[To do]
Return the complete listing that follows, with each line reproduced exactly.

+++ Source information

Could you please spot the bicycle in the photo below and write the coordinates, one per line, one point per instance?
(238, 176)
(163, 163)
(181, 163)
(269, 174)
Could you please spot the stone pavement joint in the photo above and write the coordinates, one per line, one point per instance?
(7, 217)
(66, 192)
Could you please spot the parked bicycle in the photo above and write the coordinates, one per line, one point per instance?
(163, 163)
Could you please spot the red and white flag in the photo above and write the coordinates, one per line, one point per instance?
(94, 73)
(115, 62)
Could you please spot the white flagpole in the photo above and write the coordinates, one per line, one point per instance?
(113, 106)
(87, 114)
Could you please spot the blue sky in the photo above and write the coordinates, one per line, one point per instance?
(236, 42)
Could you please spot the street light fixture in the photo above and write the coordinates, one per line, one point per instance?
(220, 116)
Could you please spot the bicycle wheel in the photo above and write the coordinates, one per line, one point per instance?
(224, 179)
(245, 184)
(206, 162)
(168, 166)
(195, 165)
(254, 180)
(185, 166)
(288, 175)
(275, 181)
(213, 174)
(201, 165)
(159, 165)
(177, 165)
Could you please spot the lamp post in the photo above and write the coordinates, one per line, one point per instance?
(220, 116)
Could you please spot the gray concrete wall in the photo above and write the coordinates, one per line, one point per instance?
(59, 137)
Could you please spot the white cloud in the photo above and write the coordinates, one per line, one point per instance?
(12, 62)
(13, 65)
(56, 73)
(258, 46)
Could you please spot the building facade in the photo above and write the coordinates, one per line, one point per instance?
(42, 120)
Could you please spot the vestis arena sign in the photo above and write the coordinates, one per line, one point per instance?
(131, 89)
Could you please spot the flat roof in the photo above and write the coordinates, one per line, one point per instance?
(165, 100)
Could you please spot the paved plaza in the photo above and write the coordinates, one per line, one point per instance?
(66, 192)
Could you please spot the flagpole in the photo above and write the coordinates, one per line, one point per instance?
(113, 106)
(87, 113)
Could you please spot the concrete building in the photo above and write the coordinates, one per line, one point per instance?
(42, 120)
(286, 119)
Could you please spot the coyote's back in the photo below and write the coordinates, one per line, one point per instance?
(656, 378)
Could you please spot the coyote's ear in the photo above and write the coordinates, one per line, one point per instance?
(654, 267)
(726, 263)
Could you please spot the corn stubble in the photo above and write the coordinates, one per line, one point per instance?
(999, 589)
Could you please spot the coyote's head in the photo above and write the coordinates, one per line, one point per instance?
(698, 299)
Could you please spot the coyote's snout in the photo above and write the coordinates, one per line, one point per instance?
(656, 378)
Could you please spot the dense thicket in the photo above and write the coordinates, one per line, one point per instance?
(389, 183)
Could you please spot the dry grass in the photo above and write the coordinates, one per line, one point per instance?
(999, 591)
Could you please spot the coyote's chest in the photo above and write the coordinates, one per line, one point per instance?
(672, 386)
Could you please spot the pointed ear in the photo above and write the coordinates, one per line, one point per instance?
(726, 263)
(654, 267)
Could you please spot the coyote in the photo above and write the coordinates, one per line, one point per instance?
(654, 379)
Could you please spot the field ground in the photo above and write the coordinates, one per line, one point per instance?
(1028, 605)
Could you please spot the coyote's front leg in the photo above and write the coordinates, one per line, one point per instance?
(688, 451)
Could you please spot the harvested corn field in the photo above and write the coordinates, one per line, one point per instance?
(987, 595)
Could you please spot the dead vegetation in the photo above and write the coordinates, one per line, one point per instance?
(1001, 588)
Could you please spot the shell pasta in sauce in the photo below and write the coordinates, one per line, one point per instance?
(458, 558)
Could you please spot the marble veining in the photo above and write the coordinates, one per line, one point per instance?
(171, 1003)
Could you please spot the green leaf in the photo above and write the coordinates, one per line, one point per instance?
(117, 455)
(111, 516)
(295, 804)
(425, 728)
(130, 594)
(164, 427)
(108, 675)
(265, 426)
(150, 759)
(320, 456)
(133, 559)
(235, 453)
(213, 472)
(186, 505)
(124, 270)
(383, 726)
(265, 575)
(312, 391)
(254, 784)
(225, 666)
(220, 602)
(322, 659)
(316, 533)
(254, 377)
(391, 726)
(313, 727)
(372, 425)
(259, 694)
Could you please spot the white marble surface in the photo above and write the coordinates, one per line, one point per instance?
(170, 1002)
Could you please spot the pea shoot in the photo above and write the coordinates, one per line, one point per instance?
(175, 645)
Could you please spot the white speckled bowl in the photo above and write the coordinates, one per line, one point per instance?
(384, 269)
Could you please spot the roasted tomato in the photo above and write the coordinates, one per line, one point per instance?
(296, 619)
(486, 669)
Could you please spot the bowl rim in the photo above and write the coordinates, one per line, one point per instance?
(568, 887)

++++++

[Solution to this exercise]
Could you please spot the bicycle in the photo below and write the coordinates, one per line, one point per instance?
(238, 176)
(163, 163)
(181, 163)
(269, 174)
Could you please spot the stone pavement joint in the photo above and write the coordinates, one per line, one point per instance?
(7, 217)
(66, 192)
Could you please spot the parked bicycle in the photo above and write the coordinates, one per line, one point per instance?
(163, 163)
Could you please spot the red and white flag in the photo above and write the coordinates, one per line, one point per instance?
(94, 73)
(115, 62)
Could you please spot the white flagpole in the photo above and write the coordinates, one per line, one point per instance?
(113, 106)
(87, 114)
Could you please spot the blue sky in the photo above and write the coordinates, one per line, one point per instance?
(236, 42)
Could you please spot the street light fixture in the photo above and write the coordinates, one per line, one point per instance?
(220, 116)
Could you please spot the bicycle wheel in the photo above and write the coordinates, one per line, one point per instance?
(224, 179)
(245, 184)
(206, 162)
(168, 166)
(195, 165)
(254, 180)
(185, 166)
(288, 175)
(275, 181)
(213, 174)
(201, 165)
(159, 165)
(177, 165)
Could you please spot the lamp post in the photo above and write the coordinates, one per line, one point per instance?
(220, 116)
Could you please spot the gray concrete wall in the photo above and write the coordinates, one per line, one point per instance?
(59, 137)
Could you please spot the white cloud in the photo above and write the coordinates, one per line, one point per instance?
(12, 62)
(13, 65)
(56, 73)
(258, 46)
Could you please spot the building facade in the photo above and write the coordinates, one per line, one point per instance?
(42, 120)
Could you please spot the vestis arena sign in the photo above and write the coordinates, one per line, one point per instance?
(131, 89)
Could you please spot the flat roof in the photo above and write the coordinates, one per line, one point per instance?
(165, 100)
Could you please spot the paved plaza in the photo above and write the coordinates, one per line, one point per instance?
(66, 192)
Could you please spot the flagpole in the photo above and write the coordinates, one per line, one point per instance?
(113, 106)
(87, 113)
Could you please spot the concrete building in the photo above and write the coordinates, one per line, one point per instance?
(42, 120)
(286, 119)
Could you please spot the coyote's back in the photo below and write the coordinates, one per line, one point per instance?
(656, 378)
Could you please spot the coyote's ear in the photo above and write the coordinates, one per line, one point per instance?
(654, 267)
(726, 263)
Could you please spot the corn stubble in the photo above and write the coordinates, one per line, one point per instance?
(999, 589)
Could you please spot the coyote's head in the photo above and write the coordinates, one per line, one point per instance?
(698, 299)
Could you please spot the coyote's snout in the photo above and write the coordinates, one per line, one point per instance?
(656, 378)
Could you please spot the dense thicket in the photo above and write the coordinates, one per line, one point per instance?
(389, 183)
Could you please spot the dry grass in the photo above and write the coordinates, one per line, one point per instance?
(999, 591)
Could you please spot the coyote's chest in the photo above and write the coordinates, one per line, one point per instance?
(672, 386)
Could you please spot the pointed ear in the photo above and write the coordinates, one per line, one point per instance?
(726, 263)
(654, 267)
Could you please spot the coyote in the photo above and write the coordinates, one per line, one point per instance?
(654, 379)
Could you please spot the field ground in the photo above and write the coordinates, one per line, one point per instance?
(1028, 605)
Could you please spot the coyote's front leg in the photo above and write the coordinates, one per line, one point per instance?
(688, 451)
Could you please spot the harvested corn field in the photo above and write the coordinates, one per line, one point per instance?
(987, 595)
Could you please spot the dead vegetation in the photo above and write the coordinates, one per line, one point per instance?
(1001, 588)
Could you please spot the shell pasta in sauce in the photo below and write the coordinates, one per line, one point per instance?
(458, 558)
Could you please spot the marble veining in the photo above and write the coordinates, one per line, one point per instance?
(171, 1003)
Could you please spot the green leaf in the photo above and write the coordinates, one per line, one point per instance?
(117, 455)
(111, 516)
(295, 804)
(425, 728)
(130, 594)
(164, 427)
(108, 675)
(265, 426)
(150, 759)
(320, 456)
(133, 559)
(235, 453)
(213, 472)
(186, 505)
(124, 270)
(383, 726)
(265, 575)
(312, 391)
(254, 784)
(225, 666)
(220, 602)
(322, 659)
(316, 533)
(254, 377)
(391, 726)
(313, 727)
(372, 425)
(259, 694)
Could you please spot the white marble surface in the photo above and write the coordinates, one per line, one point per instance?
(170, 1002)
Could you please spot the pea shoot in the photo above and write the coordinates, one per line, one point per instance?
(175, 645)
Could you please spot the white speckled bowl in the photo above and write the coordinates, one per line, one point per instance?
(384, 269)
Could you please spot the roasted tomato in the photo above and write the coordinates, one per line, one point per instance?
(296, 619)
(486, 669)
Could you please spot the bowl rim in the photo above and write the coordinates, one per line, one point per instance?
(568, 887)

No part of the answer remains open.